### [PAGE EXTRACT]
Pulitzer Prize-winning biographer Ron Chernow illuminates the full, fascinating, and complex life of the writer long celebrated as the father of American literature, Mark Twain

Before he was Mark Twain, he was Samuel Langhorne Clemens. Born in 1835, the man who would become America’s first, and most influential, literary celebrity spent his childhood dreaming of piloting steamboats on the Mississippi. But when the Civil War interrupted his career on the river, the young Twain went west to the Nevada Territory and accepted a job at a local newspaper, writing dispatches that attracted attention for their brashness and humor. It wasn’t long before the former steamboat pilot from Missouri was recognized across the country for his literary brilliance, writing under a pen name that he would immortalize.

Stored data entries
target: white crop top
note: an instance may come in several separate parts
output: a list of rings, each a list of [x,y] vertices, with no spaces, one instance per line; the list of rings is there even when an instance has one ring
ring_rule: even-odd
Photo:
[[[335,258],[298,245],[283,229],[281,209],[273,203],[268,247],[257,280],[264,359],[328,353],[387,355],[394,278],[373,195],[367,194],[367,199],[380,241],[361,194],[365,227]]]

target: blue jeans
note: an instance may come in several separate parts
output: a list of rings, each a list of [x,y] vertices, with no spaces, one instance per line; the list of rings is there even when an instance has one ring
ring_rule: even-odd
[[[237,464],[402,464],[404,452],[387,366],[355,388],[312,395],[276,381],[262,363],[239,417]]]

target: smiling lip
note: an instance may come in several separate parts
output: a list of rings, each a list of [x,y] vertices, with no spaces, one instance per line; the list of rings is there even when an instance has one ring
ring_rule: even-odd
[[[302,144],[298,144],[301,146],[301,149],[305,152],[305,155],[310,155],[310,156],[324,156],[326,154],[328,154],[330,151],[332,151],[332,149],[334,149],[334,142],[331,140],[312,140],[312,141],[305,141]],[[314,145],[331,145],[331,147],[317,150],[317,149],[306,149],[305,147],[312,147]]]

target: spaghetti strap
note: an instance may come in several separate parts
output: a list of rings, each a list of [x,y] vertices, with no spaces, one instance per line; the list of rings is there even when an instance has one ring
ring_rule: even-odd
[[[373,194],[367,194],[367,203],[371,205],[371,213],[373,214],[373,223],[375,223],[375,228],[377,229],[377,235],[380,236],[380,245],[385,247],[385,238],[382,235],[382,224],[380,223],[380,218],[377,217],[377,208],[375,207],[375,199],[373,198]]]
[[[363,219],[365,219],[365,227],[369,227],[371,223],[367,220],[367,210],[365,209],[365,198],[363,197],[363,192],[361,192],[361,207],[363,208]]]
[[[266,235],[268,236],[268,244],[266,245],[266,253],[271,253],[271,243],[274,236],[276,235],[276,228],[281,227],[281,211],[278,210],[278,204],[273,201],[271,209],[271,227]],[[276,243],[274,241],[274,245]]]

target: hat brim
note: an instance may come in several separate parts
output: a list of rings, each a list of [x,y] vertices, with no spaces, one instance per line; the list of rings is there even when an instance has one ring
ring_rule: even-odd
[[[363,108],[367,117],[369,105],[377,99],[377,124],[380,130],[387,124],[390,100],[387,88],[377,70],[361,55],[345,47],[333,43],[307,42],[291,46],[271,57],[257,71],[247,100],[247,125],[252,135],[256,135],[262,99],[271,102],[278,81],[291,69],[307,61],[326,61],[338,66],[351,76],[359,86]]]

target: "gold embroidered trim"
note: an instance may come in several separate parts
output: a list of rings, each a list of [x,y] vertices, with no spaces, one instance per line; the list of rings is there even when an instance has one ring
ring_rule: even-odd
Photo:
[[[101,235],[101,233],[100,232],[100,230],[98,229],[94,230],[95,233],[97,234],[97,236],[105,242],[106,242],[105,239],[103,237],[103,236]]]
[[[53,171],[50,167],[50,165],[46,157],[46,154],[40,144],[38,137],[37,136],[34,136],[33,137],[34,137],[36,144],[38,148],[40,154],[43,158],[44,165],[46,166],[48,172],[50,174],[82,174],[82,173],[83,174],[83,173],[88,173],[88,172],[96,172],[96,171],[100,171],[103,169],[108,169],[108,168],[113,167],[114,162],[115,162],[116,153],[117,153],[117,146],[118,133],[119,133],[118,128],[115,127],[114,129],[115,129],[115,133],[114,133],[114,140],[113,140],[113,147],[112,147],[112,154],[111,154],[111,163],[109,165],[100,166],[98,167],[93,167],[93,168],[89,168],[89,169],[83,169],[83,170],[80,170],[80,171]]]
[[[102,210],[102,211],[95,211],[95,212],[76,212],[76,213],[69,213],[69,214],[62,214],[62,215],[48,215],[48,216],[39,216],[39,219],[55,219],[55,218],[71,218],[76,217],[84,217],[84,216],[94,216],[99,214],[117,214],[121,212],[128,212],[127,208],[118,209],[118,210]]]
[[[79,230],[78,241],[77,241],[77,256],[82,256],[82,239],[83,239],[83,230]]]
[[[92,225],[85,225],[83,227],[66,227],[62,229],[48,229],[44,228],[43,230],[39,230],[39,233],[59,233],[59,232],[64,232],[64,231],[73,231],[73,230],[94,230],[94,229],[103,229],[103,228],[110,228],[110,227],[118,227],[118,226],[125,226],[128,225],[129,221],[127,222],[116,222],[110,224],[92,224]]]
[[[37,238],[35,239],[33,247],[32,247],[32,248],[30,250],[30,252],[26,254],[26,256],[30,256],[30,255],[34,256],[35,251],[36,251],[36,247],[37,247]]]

### [EXERCISE DETAILS]
Answer these questions from the Mark Twain description:
(a) In what year was Samuel Langhorne Clemens born?
(b) What did he dream of doing during his childhood?
(c) What job did he accept in the Nevada Territory?

### [ANSWER SPACE]
(a) 1835
(b) Piloting steamboats on the Mississippi
(c) A job at a local newspaper